-- START OF Text passage --

On the cover of Japanese Breakfast’s new album, For Melancholy Brunettes (and Sad Women), the band’s frontwoman, Michelle Zauner, is pictured face down on a wooden table, surrounded by an eclectic feast, flowers, a candlestick, and a human skull. The scene conjures images of 19th-century still-life paintings—moody and heavy with chiaroscuro—save for the woman at its center, who, faceless and dour, seems an apt metaphor for the emotional landscape of fed-up women throughout history.
Out March 21, For Melancholy Brunettes (and Sad Women) is a sharp departure from the band’s 2021 release, Jubilee, which propelled Japanese Breakfast to new echelons of success with its upbeat, effervescent indie-pop energy that earned the band two Grammy nominations in 2022. Released just two months after the publication of Zauner’s best-selling memoir, Crying in H Mart—which explored her Korean American identity and complicated relationship with her late mother, who died in 2014—Jubilee was a celebration: of life, of joy, and of coming up for air after years drowning in grief. But this instant and widespread success took a toll on Zauner, who quickly became completely consumed by her work. She was touring all the time, her health was starting to decline, and harmony between the personal and professional was lacking.

-- END OF Text passage --
-- START OF Supplied entries --

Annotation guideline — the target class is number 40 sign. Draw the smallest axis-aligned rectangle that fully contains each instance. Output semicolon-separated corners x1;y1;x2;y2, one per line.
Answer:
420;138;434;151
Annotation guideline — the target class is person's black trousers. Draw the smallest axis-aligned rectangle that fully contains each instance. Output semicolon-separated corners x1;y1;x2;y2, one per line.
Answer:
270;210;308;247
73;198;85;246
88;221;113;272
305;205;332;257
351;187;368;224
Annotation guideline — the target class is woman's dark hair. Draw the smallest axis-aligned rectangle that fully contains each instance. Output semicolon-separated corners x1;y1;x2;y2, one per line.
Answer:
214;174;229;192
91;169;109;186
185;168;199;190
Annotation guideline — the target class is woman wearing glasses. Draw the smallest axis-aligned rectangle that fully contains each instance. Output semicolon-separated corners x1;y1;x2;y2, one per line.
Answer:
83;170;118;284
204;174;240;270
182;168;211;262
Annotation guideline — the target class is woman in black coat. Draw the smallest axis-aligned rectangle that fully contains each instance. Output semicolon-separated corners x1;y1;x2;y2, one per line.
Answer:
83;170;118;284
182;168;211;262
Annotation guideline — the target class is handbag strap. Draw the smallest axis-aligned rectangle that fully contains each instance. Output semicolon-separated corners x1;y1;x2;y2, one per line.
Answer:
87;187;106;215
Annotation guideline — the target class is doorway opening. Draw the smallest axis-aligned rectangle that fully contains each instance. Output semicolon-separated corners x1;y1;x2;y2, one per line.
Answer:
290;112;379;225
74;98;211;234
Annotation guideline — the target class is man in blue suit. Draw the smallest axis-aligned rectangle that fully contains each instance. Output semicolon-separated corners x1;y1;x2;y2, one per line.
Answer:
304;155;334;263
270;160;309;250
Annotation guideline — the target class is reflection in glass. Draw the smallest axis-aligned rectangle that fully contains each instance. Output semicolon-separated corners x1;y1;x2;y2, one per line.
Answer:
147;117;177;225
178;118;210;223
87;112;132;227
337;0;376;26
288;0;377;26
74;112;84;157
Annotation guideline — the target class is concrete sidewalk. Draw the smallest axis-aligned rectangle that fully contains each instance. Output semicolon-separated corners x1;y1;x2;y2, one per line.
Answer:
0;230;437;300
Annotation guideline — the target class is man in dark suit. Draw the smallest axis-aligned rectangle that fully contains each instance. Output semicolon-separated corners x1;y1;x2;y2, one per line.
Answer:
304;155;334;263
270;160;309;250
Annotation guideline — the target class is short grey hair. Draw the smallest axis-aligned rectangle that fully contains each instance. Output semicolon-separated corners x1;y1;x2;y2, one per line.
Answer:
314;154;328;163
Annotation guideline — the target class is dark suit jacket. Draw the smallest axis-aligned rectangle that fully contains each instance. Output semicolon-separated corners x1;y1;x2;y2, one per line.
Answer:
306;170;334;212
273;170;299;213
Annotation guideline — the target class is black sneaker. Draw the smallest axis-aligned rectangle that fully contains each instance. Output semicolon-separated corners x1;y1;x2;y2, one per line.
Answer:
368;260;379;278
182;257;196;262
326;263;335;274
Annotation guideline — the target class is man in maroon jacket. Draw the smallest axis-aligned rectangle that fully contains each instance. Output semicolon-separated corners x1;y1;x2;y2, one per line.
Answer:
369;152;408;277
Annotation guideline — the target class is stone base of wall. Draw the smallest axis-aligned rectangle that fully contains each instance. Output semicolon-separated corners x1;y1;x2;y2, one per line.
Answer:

-- END OF Supplied entries --

Set of tasks:
• 1. Decide whether each statement agrees with the Japanese Breakfast article, answering yes or no and quoting the deciding words of the article: (a) Jubilee earned the band two Grammy nominations in 2022. (b) Zauner's mother died in 2021. (c) For Melancholy Brunettes (and Sad Women) is out March 21.
• 2. Update the Japanese Breakfast article starting at "Out March 21, For" and ending at "professional was lacking.", with "Jubilee" replaced by "Renewal".

Solutions per task:
• 1.
(a) Yes: "earned the band two Grammy nominations in 2022"
(b) No: "who died in 2014"
(c) Yes: "Out March 21"

• 2.
Out March 21, For Melancholy Brunettes (and Sad Women) is a sharp departure from the band’s 2021 release, Renewal, which propelled Japanese Breakfast to new echelons of success with its upbeat, effervescent indie-pop energy that earned the band two Grammy nominations in 2022. Released just two months after the publication of Zauner’s best-selling memoir, Crying in H Mart—which explored her Korean American identity and complicated relationship with her late mother, who died in 2014—Renewal was a celebration: of life, of joy, and of coming up for air after years drowning in grief. But this instant and widespread success took a toll on Zauner, who quickly became completely consumed by her work. She was touring all the time, her health was starting to decline, and harmony between the personal and professional was lacking.